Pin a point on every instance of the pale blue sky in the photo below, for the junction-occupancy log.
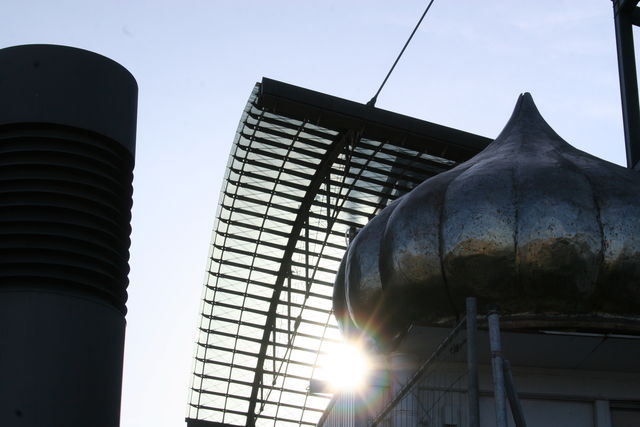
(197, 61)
☆ ☆ ☆
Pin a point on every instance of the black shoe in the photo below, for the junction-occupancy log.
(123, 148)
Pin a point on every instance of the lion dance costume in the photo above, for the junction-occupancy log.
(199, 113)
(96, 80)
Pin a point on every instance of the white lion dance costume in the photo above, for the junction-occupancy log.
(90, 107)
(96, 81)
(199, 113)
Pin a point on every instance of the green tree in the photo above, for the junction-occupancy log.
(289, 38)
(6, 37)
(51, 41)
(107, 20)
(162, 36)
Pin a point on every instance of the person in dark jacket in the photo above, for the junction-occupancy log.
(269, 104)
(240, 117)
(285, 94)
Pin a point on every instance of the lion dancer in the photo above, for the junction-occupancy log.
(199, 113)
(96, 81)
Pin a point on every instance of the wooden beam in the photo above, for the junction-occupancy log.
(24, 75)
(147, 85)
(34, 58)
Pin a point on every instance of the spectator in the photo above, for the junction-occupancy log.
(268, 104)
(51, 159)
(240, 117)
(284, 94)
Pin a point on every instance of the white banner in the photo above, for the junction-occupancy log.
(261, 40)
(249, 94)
☆ ☆ ☆
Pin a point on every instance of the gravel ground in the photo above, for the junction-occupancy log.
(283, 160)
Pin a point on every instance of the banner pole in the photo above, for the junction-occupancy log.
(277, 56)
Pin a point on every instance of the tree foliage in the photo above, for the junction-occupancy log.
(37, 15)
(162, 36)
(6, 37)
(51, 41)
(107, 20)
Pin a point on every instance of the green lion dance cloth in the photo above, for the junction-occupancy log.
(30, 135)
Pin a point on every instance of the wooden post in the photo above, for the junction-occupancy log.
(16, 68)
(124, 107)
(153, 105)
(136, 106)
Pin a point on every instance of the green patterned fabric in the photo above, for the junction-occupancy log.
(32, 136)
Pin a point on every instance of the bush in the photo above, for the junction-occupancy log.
☆ ☆ ☆
__Instructions to follow__: Rewrite the data as a numbered list with blank lines omitted, starting at the line that contains "Pin a point on every instance of the gravel" and ending at the line that contains "Pin a point on every instance of the bush", both included. List only those lines.

__Expected output__:
1. Pin a point on every instance of the gravel ground in the photo above, for the junction-occupancy log.
2. (283, 160)
3. Pin a point on every instance of the banner pole in the photo above, for the junction-occupancy log.
4. (277, 56)
5. Pin a point on every instance of the tree foliage in the photo above, for the junction-occupancy log.
6. (37, 15)
7. (162, 36)
8. (6, 37)
9. (51, 41)
10. (107, 20)
11. Pin a point on every instance of the green lion dance cloth in the photo above, for the junction-occupancy log.
12. (30, 135)
13. Pin a point on every instance of the wooden post in the photo above, for the junction-occupancy log.
14. (16, 68)
15. (124, 107)
16. (153, 105)
17. (136, 106)
18. Pin a point on every instance of the green patterned fabric in the photo above, for the junction-occupancy log.
19. (32, 136)
20. Pin a point on every instance of the bush in the photo above, for the junction-occupancy log.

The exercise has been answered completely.